*Task prompt*. Continue the text about prebuilt LLVM packages for Windows, picking up right after its last line.

*** Extract to read ***

LLVM Date LLVM Version Clang Version Remarks
2022-Dec-10 LLVM 15.0.3 Clang 15.0.3 The LLVM master branch
  LLVM x.x.x Clang x.x.x Create a new issue to request a particular LLVM version

Abstract

LLVM is huge, and it's getting bigger with each and every release. Building it together with a project that depends on it (e.g., a programming language) during a CI build is not an option -- building just LLVM eats most (earlier LLVM releases), and all (recent LLVM releases) of the allotted CI build time.

So why not use pre-built packages from the official LLVM download page? Unfortunately, the official binaries cover just a tiny fraction of possible build configurations on Microsoft Windows. There are no Debug libraries, no builds for the static LIBCMT, and only a single toolchain per LLVM release.

The llvm-package-windows project builds all major versions of LLVM on GitHub Actions for the following, much more complete matrix:

  • Toolchain:
    • Visual Studio 2017
    • Visual Studio 2015 (LLVM 3.4.2 to 8.0.0)

*** End of Extract to read ***
*** Data for review ***

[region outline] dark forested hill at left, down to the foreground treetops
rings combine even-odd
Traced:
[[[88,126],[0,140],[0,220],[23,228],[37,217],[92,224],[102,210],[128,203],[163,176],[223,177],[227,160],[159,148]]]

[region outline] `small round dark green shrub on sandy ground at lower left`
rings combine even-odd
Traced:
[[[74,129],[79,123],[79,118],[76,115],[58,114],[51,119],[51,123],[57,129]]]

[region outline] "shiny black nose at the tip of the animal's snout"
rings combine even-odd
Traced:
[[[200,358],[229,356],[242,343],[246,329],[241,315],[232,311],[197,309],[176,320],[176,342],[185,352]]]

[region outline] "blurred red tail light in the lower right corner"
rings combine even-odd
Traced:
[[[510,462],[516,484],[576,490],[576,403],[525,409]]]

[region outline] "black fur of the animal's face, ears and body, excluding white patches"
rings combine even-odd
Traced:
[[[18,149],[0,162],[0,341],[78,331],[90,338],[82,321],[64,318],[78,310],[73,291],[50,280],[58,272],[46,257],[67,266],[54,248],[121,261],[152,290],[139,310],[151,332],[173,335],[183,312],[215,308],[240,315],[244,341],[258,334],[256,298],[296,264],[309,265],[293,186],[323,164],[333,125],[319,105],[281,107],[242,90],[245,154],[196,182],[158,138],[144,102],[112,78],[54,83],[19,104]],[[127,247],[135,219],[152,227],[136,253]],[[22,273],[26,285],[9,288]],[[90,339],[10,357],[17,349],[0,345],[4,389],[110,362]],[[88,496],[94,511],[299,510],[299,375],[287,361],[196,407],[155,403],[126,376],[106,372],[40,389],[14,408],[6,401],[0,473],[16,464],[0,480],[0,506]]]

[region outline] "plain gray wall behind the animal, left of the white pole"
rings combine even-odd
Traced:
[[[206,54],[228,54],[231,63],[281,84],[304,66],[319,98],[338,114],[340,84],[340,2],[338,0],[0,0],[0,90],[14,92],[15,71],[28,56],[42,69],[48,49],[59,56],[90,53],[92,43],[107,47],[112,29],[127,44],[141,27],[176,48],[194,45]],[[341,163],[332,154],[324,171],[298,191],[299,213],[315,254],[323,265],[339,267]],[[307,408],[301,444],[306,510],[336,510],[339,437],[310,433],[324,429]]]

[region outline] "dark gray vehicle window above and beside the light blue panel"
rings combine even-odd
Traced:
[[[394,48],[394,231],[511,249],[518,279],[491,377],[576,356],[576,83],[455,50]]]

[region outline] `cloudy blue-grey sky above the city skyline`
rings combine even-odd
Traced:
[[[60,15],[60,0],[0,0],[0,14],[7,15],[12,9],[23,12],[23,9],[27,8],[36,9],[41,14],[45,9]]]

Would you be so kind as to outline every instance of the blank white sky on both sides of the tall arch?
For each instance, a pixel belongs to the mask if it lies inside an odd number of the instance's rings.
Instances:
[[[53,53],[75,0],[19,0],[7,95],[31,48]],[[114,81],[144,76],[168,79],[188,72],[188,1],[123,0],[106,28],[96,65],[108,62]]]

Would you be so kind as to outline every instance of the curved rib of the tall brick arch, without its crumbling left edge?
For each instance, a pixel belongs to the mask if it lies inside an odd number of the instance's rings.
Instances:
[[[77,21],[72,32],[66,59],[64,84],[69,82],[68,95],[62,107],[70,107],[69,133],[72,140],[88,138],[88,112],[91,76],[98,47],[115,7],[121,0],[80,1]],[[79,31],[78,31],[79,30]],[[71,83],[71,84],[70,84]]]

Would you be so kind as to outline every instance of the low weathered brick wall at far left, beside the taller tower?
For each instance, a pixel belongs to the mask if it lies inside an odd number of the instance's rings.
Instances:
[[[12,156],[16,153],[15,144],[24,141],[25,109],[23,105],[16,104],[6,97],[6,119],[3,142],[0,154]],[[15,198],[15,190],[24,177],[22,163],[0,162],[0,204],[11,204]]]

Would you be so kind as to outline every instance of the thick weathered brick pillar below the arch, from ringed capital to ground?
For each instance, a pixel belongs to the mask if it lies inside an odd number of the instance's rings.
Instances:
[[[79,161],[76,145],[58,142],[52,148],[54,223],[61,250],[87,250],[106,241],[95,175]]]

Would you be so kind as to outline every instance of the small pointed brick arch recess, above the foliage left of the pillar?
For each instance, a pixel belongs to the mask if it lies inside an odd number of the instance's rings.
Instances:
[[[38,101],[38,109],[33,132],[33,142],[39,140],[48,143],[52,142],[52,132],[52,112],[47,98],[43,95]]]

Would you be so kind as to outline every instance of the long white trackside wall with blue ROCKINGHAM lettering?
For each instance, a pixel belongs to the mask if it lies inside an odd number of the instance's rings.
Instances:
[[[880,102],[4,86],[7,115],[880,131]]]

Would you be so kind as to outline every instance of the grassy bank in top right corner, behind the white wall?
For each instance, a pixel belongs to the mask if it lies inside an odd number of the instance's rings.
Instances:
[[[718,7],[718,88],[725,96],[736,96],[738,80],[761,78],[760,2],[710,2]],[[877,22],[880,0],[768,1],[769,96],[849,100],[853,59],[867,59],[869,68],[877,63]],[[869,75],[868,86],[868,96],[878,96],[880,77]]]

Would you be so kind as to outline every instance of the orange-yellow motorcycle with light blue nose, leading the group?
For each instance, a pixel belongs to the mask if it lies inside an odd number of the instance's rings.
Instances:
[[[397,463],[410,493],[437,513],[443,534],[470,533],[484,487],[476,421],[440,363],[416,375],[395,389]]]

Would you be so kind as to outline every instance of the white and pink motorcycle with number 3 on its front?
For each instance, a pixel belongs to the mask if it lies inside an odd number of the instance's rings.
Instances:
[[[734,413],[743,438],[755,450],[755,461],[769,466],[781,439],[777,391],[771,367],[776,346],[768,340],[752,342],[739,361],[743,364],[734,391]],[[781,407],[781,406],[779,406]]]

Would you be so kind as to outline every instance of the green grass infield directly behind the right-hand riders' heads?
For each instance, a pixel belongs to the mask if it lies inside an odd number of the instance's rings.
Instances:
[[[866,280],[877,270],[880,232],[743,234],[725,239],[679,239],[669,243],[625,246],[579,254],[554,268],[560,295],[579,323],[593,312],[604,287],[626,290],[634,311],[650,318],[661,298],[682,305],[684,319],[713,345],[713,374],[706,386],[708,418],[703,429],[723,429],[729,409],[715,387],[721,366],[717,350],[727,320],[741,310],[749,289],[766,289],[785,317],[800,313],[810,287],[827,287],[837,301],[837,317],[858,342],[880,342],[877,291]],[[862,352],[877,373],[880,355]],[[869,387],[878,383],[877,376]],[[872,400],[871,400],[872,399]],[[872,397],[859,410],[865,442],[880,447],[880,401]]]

*** End of Data for review ***

*Exercise result*.
    • Visual Studio 2013 (LLVM 3.4.2 to 3.9.1)
    • Visual Studio 2010 (LLVM 3.4.2 only)
  • Configuration:
    • Debug
    • Release
  • Target CPU:
    • IA32 (a.k.a. x86)
    • AMD64 (a.k.a. x86_64)
  • C/C++ Runtime:
    • LIBCMT (static)
    • MSVCRT (dynamic)

The resulting LLVM binary packages are uploaded as GitHub Release artifacts. Compiler developers can now thoroughly test their LLVM-dependent projects on GitHub CI or AppVeyor CI simply by downloading and unpacking an archive with the required LLVM prebuilt binaries during the CI installation stage.

Sample

  • Jancy uses llvm-package-windows for CI testing on a range of configurations and LLVM versions. See build logs for more details.